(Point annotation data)
::::::::::

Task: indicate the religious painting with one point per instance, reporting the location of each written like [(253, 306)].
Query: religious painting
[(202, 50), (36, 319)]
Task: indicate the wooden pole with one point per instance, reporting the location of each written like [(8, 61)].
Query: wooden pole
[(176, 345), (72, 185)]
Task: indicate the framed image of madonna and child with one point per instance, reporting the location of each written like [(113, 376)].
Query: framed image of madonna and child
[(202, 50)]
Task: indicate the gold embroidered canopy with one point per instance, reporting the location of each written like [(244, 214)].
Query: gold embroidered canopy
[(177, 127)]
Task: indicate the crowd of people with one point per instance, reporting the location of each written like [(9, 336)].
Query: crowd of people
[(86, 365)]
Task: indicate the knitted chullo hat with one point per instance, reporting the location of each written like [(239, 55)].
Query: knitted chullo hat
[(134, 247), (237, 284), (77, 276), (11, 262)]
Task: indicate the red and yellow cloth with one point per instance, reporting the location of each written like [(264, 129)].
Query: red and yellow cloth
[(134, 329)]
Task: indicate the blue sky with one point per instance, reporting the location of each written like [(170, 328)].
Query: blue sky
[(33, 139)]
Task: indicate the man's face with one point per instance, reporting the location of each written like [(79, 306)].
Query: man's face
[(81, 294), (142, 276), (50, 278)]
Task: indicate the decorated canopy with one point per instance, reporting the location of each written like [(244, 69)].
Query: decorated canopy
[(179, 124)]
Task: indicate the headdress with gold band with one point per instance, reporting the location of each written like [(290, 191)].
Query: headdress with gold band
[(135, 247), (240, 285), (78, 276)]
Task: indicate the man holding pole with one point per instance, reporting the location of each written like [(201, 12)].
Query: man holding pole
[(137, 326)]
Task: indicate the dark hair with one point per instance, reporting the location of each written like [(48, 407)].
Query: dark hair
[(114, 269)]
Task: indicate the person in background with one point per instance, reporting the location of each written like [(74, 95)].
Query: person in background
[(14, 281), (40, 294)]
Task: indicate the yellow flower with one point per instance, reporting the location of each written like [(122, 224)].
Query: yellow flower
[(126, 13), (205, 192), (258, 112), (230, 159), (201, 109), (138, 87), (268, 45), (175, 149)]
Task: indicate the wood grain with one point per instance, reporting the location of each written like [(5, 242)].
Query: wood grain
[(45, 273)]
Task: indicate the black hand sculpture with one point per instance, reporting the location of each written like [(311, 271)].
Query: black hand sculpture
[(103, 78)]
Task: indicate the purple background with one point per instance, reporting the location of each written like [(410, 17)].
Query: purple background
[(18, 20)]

::::::::::

→ Task requirements
Reproduce every entry above verbatim, without changing any character.

→ Written answer
Task: indicate the religious painting with one point per instance, reporting the location of each written like [(253, 306)].
Query: religious painting
[(202, 50), (36, 319)]
Task: indicate the wooden pole with one point per instance, reporting the location of each written like [(8, 61)].
Query: wooden pole
[(176, 345), (72, 185)]
Task: indicate the framed image of madonna and child with one point per instance, reporting the location of each written like [(113, 376)].
Query: framed image of madonna and child
[(202, 50)]
Task: indicate the gold embroidered canopy with one point per instance, reporting the location of each written like [(244, 214)].
Query: gold embroidered canopy
[(177, 127)]
Task: indicate the crowd of people with one point per instance, reporting the location of each written like [(9, 336)].
Query: crowd of people
[(86, 365)]
Task: indicate the knitted chullo hat with one point per instance, reporting the location of each written like [(239, 55)].
Query: knitted chullo hat
[(134, 247), (237, 284), (77, 276), (11, 262)]
Task: indicate the red and yellow cloth with one point per instance, reporting the location of each written like [(264, 129)].
Query: red and yellow cloth
[(134, 329)]
Task: indicate the blue sky with one point per instance, reporting the location of each written like [(170, 328)].
Query: blue sky
[(33, 139)]
Task: indicate the man's face with one point per instance, reporting the location of each written like [(79, 306)].
Query: man's face
[(81, 294), (142, 276), (50, 278)]
Task: indicate the decorated canopy with one point per instance, reporting the location of each written like [(244, 69)].
Query: decorated canopy
[(179, 124)]
Task: indicate the headdress with gold band with one point per instance, reporting the location of each written like [(290, 191)].
Query: headdress with gold band
[(135, 247), (240, 285), (78, 276)]
Task: indicate the man holding pole with one point per instance, reporting the location of each written like [(201, 12)].
Query: man holding pole
[(137, 326)]
Task: indicate the dark hair with one point per instance, reporting the location of each written like [(48, 407)].
Query: dark hair
[(114, 269)]
Task: indicate the person in background with one point per instance, reporting the location of each written like [(74, 95)].
Query: person in background
[(14, 281), (40, 294)]
Task: indicate the yellow flower with one point per instance, reporting the location of each written like [(122, 224)].
Query: yellow flower
[(126, 13), (205, 192), (258, 112), (230, 159), (201, 109), (138, 87), (268, 45), (175, 149)]
Task: indicate the wood grain with one point per instance, reporting the location of each written like [(5, 242)].
Query: wood grain
[(45, 273)]
Task: indicate the black hand sculpture with one point per instance, reporting the location of each written like [(311, 271)].
Query: black hand sculpture
[(103, 78)]
Task: indicate the purple background with one point per instance, reporting the location of each written like [(410, 17)].
Query: purple background
[(18, 20)]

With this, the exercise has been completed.